# [Passage to read]
- HPI Racing Pro5 - Build -


So, as most of you know, RCTV’s Oli Meggitt is currently taking a bit of a break from racing. But HPI clearly decided they missed him, and so to try and lure him back, suggested he built the new HB Pro 5 Touring Car. So, over to Oli then as he walks us through the build of the latest competition chassis from the established manufacturer.

The electric touring car market now seems to feature more manufacturers than ever. With the rules behind the class having stayed fairly static for the past five years or so, the designs of the cars have converged around an ‘optimal’ platform. Just as in full-sized motorsport, this creates a very even playing field and thus the smallest differences or unique features define each manufacturer.

I first saw the HPI HB Pro 5 in the run-up to the 2014 IFMAR World Championships. I got to look at the car first hand at that event, and subsequently in the hands of Andy Moore at a couple of other events in the UK. It’s clear that the car follows the current philosophy of Touring Car design, but still manages to include a number of unique features – features I was very attracted to right form the initial pictures. And, with thanks to HPI Europe, I got my hands on one of the kits to build up.

The glossy manual features clear CAD drawings of each stage of the build, with to-size drawings of the fasteners required at each point. The kit comes bagged up by build stage – with all the parts needed for each part in a numbered bag (although the plastic trees and carbon parts are bagged separately).

I’m not going to try to compare the Pro 5 to the previous HPI/HB offering, the TCXX – the Pro 5 is a complete new platform, with practically every part re-designed. The most obvious difference, visually, is the departure of the purple aluminium, replaced by a stealth black look, off-set by HPI-corporate coloured orange shims – a look I personally really like.

The first stage of the build is to attach the bulkheads to the chassis plate. HPI recommend super glueing the edges of the carbon chassis, but this is a stage I’ve not done on my cars for a few years – if I’ve had an accident big enough to delaminate the chassis, it usually means it’s tweaked and due for a replacement anyway! The bulkheads are all identical – reducing the number of spares you need to carry and the number of parts shops need to hold. Checking all the parts out on my glass board, the chassis and bulkheads were perfectly flat – a great start (not that I would expect anything else!)

# [Dataset extract]
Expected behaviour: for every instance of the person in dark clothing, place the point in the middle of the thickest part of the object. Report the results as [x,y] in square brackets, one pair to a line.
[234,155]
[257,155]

# [Set of tasks]
**A.** Which colors does the Pro 5 build article above mention? List each one.
**B.** Reproduce everything in the Pro 5 build article from "- HPI Racing" down to "define each manufacturer.".
**C.** In the Pro 5 build article, how does the kit come packaged?

# [Responses by task]
**A.** Purple, black, orange

**B.**
- HPI Racing Pro5 - Build -


So, as most of you know, RCTV’s Oli Meggitt is currently taking a bit of a break from racing. But HPI clearly decided they missed him, and so to try and lure him back, suggested he built the new HB Pro 5 Touring Car. So, over to Oli then as he walks us through the build of the latest competition chassis from the established manufacturer.

The electric touring car market now seems to feature more manufacturers than ever. With the rules behind the class having stayed fairly static for the past five years or so, the designs of the cars have converged around an ‘optimal’ platform. Just as in full-sized motorsport, this creates a very even playing field and thus the smallest differences or unique features define each manufacturer.

**C.** It comes bagged up by build stage, with the parts for each stage in a numbered bag; the plastic trees and carbon parts are bagged separately.